* WHAT IS EXPECTED: Rename "side mirror" to "door mirror" in the stretch from the line containing "If you could segment every instance of the car" through the line containing "[[[1405,255],[1169,259],[911,681],[911,702],[1178,612]]]", and return only those lines with nothing else changed. Leave the pictures out of your answer.

## START INFORMATION SHOWN

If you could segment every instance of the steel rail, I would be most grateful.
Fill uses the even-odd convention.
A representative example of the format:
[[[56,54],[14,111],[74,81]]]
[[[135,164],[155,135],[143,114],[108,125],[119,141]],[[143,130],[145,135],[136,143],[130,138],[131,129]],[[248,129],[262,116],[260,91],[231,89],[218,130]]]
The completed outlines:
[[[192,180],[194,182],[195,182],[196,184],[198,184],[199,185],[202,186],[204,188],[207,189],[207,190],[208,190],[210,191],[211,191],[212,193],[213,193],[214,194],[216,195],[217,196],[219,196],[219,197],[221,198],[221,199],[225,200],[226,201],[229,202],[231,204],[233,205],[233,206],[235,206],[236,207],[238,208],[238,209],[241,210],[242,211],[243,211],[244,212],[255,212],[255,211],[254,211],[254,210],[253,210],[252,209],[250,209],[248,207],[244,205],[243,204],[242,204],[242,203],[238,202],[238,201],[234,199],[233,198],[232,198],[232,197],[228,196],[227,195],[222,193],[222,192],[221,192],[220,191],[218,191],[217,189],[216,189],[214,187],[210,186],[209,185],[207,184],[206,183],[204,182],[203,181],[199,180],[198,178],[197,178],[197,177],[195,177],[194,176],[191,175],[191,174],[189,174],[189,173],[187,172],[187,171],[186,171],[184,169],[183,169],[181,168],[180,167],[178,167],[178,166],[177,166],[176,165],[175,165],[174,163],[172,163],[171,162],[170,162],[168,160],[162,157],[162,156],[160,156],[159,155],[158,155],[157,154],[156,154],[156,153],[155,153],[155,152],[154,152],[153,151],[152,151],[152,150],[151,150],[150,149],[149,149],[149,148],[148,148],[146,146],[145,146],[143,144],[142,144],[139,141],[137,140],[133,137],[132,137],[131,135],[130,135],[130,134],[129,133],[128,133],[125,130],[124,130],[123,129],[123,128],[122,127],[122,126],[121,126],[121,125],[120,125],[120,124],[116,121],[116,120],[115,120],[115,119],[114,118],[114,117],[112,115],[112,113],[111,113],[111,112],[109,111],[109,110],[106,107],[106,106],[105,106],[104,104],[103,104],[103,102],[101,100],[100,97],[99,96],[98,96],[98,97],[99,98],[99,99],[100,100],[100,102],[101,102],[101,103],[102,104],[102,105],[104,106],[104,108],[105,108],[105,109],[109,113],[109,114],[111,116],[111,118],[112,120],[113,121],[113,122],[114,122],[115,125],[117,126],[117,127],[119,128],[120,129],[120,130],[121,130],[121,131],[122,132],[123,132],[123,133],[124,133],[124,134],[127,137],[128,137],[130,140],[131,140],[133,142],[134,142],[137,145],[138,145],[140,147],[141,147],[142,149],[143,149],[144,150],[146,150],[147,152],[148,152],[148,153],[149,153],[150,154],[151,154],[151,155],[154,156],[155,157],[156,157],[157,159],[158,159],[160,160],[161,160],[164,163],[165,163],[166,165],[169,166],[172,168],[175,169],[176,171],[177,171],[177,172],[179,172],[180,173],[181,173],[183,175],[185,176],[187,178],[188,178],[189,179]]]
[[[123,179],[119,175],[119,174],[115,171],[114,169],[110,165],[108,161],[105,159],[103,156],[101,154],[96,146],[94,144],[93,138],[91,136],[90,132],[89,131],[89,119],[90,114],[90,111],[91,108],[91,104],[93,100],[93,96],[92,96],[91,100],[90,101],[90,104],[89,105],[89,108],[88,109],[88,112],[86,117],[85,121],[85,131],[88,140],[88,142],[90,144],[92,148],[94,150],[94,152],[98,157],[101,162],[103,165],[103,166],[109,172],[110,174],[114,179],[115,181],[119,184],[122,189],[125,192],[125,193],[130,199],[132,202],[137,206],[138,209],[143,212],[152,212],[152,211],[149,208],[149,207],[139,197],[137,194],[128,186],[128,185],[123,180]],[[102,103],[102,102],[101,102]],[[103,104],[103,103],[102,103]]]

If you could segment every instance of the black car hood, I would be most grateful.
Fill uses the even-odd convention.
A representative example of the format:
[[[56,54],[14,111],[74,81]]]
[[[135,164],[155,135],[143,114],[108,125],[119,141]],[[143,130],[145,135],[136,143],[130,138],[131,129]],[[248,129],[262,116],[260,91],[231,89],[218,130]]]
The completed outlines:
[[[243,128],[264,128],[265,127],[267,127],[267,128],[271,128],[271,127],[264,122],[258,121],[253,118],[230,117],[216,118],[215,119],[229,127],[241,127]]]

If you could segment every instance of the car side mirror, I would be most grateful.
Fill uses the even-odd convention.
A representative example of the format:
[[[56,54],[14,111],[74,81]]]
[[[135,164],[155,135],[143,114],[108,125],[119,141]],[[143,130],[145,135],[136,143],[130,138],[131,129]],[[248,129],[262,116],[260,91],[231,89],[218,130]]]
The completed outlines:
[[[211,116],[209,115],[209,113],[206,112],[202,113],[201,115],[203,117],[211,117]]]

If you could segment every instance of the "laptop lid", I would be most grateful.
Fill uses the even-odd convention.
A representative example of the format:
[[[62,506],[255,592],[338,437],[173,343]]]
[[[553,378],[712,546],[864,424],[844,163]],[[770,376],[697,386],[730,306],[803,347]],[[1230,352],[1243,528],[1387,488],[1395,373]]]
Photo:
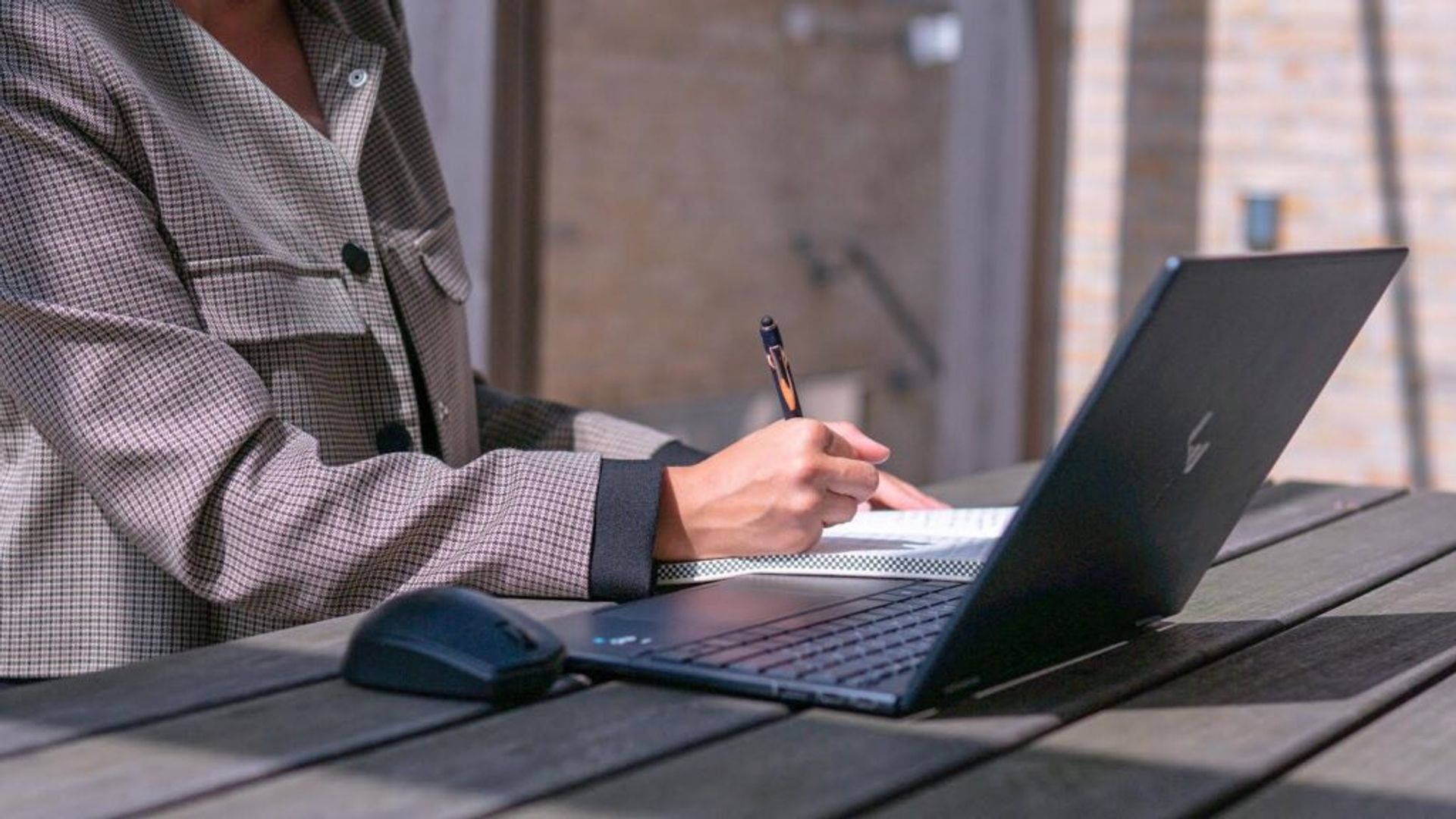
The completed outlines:
[[[1405,255],[1169,259],[911,681],[911,702],[1178,612]]]

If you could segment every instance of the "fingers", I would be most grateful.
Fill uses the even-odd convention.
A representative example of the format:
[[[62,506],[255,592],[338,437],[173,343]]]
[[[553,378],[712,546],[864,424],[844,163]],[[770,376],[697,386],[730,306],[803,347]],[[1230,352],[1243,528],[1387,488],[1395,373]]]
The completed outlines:
[[[855,503],[869,500],[879,487],[879,469],[853,458],[826,458],[820,466],[824,488],[852,498]]]
[[[878,509],[949,509],[951,504],[933,498],[888,472],[879,475],[879,487],[871,504]]]
[[[843,446],[827,449],[826,452],[830,455],[836,455],[839,458],[858,458],[860,461],[868,461],[869,463],[884,463],[890,458],[888,446],[866,436],[855,424],[846,421],[830,421],[824,426],[843,442]]]
[[[859,512],[859,501],[839,493],[824,493],[824,503],[820,506],[820,520],[824,526],[844,523]]]

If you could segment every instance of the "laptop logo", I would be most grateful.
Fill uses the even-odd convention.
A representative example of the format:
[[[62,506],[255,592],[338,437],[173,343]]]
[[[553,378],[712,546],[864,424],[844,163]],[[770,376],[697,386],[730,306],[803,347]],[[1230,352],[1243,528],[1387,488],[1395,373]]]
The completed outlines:
[[[1198,426],[1188,433],[1188,455],[1184,458],[1184,475],[1192,475],[1194,466],[1197,466],[1198,462],[1203,461],[1203,456],[1207,455],[1210,444],[1206,440],[1198,440],[1198,436],[1203,434],[1204,427],[1207,427],[1211,420],[1213,412],[1204,412]]]

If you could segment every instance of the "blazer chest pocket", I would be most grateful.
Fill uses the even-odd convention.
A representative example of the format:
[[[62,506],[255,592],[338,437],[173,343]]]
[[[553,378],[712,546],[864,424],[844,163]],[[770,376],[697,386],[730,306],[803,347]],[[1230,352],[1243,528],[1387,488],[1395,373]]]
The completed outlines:
[[[207,332],[223,341],[258,344],[368,332],[336,270],[253,256],[188,270],[198,316]]]
[[[460,232],[456,227],[454,210],[447,210],[434,223],[421,230],[414,240],[400,248],[400,255],[414,255],[424,265],[430,280],[454,303],[463,303],[470,296],[470,271],[460,249]]]

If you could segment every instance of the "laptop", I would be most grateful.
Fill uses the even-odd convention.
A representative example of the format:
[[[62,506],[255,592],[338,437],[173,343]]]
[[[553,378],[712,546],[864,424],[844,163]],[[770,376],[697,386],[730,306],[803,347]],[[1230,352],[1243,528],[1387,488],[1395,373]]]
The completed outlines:
[[[1176,614],[1405,248],[1174,258],[968,583],[744,576],[552,621],[568,667],[881,714]]]

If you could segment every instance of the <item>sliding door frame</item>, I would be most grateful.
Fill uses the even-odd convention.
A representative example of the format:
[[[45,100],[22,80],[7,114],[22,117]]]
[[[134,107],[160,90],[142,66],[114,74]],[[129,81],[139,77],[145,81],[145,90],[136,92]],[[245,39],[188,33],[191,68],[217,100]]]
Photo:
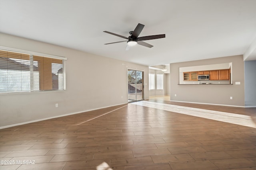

## END INFORMATION SHOWN

* WRITTEN SOLUTION:
If you could segment every instance of the car door mirror, I would be most grateful.
Fill uses the even-odd convention.
A representative example of the format:
[[[56,54],[14,111],[74,81]]]
[[[135,164],[155,135],[143,114],[108,125],[119,141]],[[143,130],[145,135],[136,143],[130,138],[131,129]],[[248,129],[262,116],[260,91],[231,89],[218,130]]]
The completed outlines:
[[[211,116],[209,115],[209,113],[206,112],[202,113],[201,115],[203,117],[211,117]]]

If you could segment every instance of the "laptop lid", I would be most grateful.
Fill uses the even-odd convention.
A representative example of the format:
[[[62,506],[255,592],[338,437],[173,343]]]
[[[553,378],[712,546],[864,424],[844,163]],[[770,376],[697,386],[730,306],[803,347]],[[1230,352],[1243,528],[1387,488],[1395,373]]]
Photo:
The completed outlines:
[[[1405,255],[1169,259],[911,681],[911,702],[1178,612]]]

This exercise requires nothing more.